▶ **MATERIAL SUPPLIED**
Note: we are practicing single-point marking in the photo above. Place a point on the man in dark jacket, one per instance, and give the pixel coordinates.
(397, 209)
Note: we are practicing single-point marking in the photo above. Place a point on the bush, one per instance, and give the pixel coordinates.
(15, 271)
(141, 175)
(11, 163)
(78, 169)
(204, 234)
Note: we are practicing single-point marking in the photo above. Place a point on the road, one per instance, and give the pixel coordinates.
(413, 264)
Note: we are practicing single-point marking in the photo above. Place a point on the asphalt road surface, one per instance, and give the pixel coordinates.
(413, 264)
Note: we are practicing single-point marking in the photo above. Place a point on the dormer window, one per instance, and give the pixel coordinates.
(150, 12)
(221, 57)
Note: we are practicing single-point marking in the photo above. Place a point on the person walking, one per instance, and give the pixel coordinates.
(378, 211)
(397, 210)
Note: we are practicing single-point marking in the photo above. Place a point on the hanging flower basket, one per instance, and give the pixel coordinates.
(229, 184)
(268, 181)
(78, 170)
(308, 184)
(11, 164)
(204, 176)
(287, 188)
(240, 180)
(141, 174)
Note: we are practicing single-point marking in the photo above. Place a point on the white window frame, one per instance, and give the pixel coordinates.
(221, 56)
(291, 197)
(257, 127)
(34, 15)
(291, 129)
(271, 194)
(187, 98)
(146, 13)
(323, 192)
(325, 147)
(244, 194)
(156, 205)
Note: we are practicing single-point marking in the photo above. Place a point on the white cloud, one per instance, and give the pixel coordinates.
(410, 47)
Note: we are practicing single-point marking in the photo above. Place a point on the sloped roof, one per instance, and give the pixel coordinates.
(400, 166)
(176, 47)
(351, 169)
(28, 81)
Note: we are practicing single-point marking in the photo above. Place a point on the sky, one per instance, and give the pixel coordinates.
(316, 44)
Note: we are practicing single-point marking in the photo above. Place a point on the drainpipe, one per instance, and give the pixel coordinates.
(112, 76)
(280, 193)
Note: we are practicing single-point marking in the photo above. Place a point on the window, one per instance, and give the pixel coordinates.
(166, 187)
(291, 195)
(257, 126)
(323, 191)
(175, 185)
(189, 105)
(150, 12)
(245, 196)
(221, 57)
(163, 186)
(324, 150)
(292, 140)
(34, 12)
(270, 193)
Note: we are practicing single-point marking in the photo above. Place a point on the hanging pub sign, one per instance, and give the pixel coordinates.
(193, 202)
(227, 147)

* * *

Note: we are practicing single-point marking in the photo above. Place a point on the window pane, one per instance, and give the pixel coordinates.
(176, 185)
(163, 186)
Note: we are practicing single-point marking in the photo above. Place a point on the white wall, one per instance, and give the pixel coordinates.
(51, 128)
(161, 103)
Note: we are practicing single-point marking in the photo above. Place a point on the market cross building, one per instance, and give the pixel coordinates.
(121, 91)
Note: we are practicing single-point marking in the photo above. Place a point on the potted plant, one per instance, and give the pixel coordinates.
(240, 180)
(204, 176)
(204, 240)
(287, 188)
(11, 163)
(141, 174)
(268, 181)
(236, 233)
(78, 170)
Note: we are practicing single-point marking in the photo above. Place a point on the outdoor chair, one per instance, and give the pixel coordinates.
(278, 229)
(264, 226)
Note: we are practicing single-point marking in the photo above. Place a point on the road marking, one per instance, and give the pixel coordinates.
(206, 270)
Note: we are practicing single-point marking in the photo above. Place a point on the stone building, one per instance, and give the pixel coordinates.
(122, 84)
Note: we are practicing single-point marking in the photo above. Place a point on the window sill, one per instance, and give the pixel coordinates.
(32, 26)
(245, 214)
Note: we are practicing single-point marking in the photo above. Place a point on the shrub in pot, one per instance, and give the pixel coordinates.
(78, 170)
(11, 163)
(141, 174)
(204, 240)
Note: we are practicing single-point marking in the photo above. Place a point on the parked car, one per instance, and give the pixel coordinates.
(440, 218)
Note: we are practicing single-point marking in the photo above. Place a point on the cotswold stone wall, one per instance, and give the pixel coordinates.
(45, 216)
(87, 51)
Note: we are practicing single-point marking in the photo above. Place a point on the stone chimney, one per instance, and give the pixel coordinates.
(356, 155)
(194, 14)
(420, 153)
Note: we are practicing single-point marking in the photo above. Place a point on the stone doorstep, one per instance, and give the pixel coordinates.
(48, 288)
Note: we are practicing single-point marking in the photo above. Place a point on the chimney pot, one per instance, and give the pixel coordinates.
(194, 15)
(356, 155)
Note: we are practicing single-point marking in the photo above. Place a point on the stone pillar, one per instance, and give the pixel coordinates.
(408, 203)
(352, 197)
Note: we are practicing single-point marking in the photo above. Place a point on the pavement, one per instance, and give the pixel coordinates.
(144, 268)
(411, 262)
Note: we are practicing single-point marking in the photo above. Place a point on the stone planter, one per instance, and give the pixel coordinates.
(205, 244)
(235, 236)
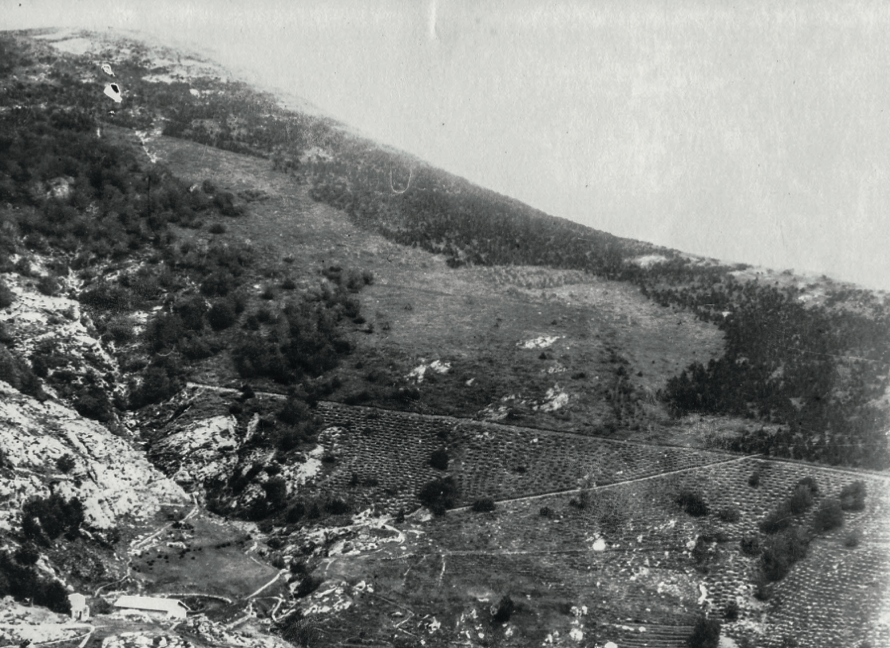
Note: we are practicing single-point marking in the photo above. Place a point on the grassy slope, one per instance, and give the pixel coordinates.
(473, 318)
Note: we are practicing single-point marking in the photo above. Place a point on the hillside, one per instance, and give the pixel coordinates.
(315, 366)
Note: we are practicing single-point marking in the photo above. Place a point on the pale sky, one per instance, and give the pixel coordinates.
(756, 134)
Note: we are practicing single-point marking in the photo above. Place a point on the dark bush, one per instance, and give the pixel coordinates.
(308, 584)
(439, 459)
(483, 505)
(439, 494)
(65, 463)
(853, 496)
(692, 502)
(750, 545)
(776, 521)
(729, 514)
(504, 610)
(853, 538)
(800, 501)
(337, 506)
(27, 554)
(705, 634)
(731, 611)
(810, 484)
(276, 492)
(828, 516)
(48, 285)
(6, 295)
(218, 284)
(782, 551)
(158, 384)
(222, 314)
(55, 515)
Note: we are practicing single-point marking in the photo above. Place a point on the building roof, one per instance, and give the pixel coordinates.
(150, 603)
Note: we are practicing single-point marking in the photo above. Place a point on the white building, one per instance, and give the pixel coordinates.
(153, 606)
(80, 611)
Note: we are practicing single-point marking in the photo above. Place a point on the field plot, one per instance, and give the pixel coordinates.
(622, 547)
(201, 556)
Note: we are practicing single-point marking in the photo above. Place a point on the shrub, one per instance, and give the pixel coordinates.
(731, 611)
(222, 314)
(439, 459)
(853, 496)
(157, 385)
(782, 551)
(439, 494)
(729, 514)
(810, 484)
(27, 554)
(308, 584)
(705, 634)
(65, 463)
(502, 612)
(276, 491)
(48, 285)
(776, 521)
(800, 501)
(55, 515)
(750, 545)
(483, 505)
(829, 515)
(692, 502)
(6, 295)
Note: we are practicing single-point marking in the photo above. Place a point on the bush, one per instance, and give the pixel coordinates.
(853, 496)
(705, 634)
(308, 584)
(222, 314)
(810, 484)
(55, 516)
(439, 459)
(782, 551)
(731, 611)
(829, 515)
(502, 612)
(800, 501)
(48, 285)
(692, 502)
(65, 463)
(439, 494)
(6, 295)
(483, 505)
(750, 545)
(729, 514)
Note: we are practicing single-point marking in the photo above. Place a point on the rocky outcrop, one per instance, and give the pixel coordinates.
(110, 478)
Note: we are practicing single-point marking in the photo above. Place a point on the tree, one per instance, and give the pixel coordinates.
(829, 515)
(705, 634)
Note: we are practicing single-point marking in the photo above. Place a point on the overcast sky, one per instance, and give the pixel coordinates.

...

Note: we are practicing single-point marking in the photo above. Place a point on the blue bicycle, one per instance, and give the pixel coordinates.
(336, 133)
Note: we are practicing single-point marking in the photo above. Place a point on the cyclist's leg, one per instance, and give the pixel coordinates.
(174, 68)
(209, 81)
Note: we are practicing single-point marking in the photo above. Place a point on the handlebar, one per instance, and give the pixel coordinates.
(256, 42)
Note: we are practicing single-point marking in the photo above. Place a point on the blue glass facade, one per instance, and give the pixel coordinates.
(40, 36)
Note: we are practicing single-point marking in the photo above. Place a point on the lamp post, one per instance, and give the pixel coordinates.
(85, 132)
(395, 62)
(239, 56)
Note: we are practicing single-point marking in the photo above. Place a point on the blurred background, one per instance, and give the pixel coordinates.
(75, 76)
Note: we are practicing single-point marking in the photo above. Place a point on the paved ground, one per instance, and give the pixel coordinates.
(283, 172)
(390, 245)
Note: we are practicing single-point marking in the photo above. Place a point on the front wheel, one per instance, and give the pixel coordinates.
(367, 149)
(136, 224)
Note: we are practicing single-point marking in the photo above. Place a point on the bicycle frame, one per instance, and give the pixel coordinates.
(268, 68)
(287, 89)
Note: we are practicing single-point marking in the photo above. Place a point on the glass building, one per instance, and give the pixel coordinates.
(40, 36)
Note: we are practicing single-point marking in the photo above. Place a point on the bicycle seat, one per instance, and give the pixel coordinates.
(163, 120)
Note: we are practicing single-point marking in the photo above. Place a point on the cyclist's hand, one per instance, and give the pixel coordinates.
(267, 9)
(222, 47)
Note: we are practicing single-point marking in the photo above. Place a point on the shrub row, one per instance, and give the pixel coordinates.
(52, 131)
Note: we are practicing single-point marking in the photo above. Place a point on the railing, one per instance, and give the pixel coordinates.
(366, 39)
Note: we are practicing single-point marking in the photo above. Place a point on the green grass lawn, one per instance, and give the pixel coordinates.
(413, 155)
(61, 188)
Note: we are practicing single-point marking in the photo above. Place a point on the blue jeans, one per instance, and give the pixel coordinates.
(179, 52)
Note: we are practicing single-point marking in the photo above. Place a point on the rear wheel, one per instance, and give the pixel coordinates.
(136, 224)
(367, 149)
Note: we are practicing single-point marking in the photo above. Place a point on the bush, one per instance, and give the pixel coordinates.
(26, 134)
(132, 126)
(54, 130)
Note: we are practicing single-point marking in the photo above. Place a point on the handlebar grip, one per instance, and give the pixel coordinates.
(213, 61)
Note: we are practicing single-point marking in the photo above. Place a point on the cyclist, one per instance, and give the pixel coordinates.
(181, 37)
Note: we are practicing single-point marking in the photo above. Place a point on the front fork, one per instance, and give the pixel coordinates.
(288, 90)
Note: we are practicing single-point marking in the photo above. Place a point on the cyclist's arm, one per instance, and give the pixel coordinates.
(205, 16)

▶ **YOUR GOAL**
From the records above, print only the lines between the one holding "the shrub, one" and the one holding "on the overcast", inclusive, exactly as they stand.

▶ **RESPONSE AREA**
Note: we are practicing single-point marking in the photo above. Place a point on the shrub, one per instance, and give the pixel coordinates.
(731, 611)
(222, 314)
(439, 459)
(853, 496)
(157, 385)
(782, 551)
(439, 494)
(729, 514)
(810, 484)
(27, 554)
(308, 584)
(705, 634)
(65, 463)
(502, 612)
(276, 491)
(48, 285)
(776, 521)
(800, 501)
(55, 515)
(750, 545)
(483, 505)
(829, 515)
(692, 502)
(6, 295)
Note: we are practicing single-point marking in the photo above. Place a point on the bush, one per instance, and give the pixel coordinates.
(853, 496)
(705, 634)
(308, 584)
(222, 314)
(810, 484)
(55, 516)
(439, 459)
(782, 551)
(731, 611)
(829, 515)
(502, 612)
(800, 501)
(48, 285)
(692, 502)
(65, 463)
(439, 494)
(6, 295)
(483, 505)
(750, 545)
(729, 514)
Note: we are practicing single-point marking in the photo above. Place a point on the rocky outcrop, one per instance, and give the pixel coordinates.
(110, 478)
Note: we are practicing single-point marking in the photo above. Place a point on the tree, one per instance, and give the pixel coordinates.
(829, 515)
(705, 634)
Note: we are practicing single-point marking in the photo above. Place a point on the overcast sky, one per instance, and give the pixel coordinates.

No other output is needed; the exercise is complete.